**Your instructions**
What you return should be every record, retyped without a single change.

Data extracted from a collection
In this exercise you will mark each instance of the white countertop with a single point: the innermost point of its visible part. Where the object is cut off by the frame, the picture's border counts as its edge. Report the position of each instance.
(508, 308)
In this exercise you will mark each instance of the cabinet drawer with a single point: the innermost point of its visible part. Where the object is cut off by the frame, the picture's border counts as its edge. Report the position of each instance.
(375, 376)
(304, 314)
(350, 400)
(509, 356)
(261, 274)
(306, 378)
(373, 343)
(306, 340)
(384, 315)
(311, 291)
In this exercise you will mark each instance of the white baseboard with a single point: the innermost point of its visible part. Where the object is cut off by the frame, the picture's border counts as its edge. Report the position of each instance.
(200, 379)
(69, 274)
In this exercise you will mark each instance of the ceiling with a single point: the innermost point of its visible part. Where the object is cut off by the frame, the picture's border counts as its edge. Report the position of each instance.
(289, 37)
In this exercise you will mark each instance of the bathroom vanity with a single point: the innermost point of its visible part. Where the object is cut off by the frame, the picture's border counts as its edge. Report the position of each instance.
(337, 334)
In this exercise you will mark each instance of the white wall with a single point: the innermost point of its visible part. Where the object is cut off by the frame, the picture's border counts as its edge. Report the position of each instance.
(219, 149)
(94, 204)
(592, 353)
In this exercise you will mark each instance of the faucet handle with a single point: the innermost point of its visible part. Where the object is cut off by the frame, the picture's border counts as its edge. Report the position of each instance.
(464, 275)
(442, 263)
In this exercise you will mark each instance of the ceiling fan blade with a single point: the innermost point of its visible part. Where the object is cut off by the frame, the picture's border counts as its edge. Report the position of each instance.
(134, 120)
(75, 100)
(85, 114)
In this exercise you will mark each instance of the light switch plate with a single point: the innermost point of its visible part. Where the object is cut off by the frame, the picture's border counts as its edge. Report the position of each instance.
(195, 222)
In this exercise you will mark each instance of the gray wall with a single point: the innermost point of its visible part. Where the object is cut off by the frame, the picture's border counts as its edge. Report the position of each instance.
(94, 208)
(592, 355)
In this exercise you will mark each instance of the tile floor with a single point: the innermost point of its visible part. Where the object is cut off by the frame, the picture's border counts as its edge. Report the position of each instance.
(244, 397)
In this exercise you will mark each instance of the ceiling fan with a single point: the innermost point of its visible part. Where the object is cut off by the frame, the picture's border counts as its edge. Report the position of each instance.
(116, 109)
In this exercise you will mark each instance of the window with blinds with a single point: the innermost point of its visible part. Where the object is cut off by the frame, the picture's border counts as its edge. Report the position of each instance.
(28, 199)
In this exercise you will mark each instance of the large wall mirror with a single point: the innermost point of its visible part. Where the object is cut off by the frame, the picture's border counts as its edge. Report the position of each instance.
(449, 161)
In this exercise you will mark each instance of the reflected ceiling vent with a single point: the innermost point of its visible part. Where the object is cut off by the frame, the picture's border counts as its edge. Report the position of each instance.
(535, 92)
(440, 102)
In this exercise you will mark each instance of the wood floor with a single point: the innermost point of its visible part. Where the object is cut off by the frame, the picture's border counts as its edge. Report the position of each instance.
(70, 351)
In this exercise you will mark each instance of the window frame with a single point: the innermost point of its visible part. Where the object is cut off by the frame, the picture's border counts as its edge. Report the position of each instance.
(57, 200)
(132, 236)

**Your response**
In this exercise you will mark each instance of the white countertop with a single point: the innermost point of its visible part. Where the object is cut off by the frame, the picture's border counts as its edge. Report the position of each instance.
(508, 308)
In this exercise you will mark each instance of the cabinet drawer with a single point: the innermost point of its visible part. Where the object is cut off by the frame, the picture's border counts as its edge. Report the position of each instance.
(375, 376)
(304, 314)
(350, 400)
(509, 356)
(261, 274)
(306, 378)
(373, 343)
(306, 340)
(384, 315)
(311, 291)
In this exercise you will mark each instance of the white baseboard with a single point: the innermost point of its visible part. Where the object is cut off by the frame, the picture's border counts as its edge. Report the position of each instance.
(200, 379)
(69, 274)
In this exercise you will mark each instance of the ceiling with a single point: the innermost point of its visible part. Where the object is cut off by the frame, the picture's border counts as its edge. Report the position of each instance.
(289, 37)
In this exercise you will mark each instance of the bathroom vanity with a single point: the innermost point of its visible part. Where the object is cut off by the frame, the picture's border counts as its edge. Report the position of each instance.
(337, 334)
In this exercise you will mark each instance of the white wall with a single point: the innermost point of its visible part. Where the object is cut off by the frame, the picture's border counts as its edge. Report the position of each instance.
(219, 149)
(94, 204)
(592, 353)
In this exercise you will mark each instance of the faucet handle with a single point: the innermost point of its visible part. Where the object is cut off by the frame, the picture's border counts as its edge. Report the position of each instance.
(464, 275)
(442, 263)
In this exercise you will mark each instance of the ceiling fan blade with a single point: the innermost point of its visible part. Where the object is cut off by the frame, the picture's border counts as its edge. Report the position of each instance.
(134, 120)
(75, 100)
(85, 114)
In this exercise you will mark each instance of the light switch plate with a single point: the innermost point of its visible part. Where the object is cut off by the frame, the picture's border counts as its edge. Report the position of each instance.
(195, 222)
In this exercise you will mark each instance of the gray wall with a single point: the innermost point of its visible part. Where the object is cut off by the frame, the picture's border counts as its edge. Report the position of each instance.
(94, 208)
(592, 355)
In this exercise you will mark each instance of the tile floor with a single point: the innermost point of its visible part. Where the object is cut off by the frame, the picture's border counts as its edge. Report the position of each instance.
(244, 397)
In this exercise you will mark each instance of the ceiling fan with a single point: the innermost point of its visible part. Where the object is cut off by the frame, the picture's border counts as its edge. Report the position of each instance.
(116, 109)
In this exercise you will mark each instance of the window with blinds with a single point: the innermost point of its visible part. Where the object is cut off by the frame, the picture's border counts as its edge. Report the position of each instance.
(28, 199)
In this exercise you will mark each instance of the large wall mirror with a single point: the innermost point of its visible part. Where the object is cut off by the frame, the picture's border counts as its edge. Report the position of each instance.
(449, 161)
In this exercise you will mark each instance of the reflected ceiling vent with a single point: the innermost point of its visible part. Where the object is cut off by the frame, the picture's border counts as its edge. Report the position of each instance.
(535, 92)
(440, 102)
In this exercise you will mark each instance of the wood floor with a single point: the innermost point of its visible part. Where the object is cut off by the frame, the picture's border counts as its edge. Report the position of each instance.
(70, 351)
In this exercise you will mark each instance of the window frame with a single point: the innermost point of its visible part. Where the object is cut off by the frame, the picture's border counts as its edge. Report the position of each instance.
(57, 200)
(132, 236)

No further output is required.